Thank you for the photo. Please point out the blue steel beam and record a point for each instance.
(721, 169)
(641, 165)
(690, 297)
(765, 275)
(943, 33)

********************

» Exercise
Please return every line of the data, unaltered.

» Output below
Thank you for the photo. Please point out the blue steel beam and record a point for each instance.
(721, 169)
(641, 165)
(690, 297)
(765, 275)
(943, 33)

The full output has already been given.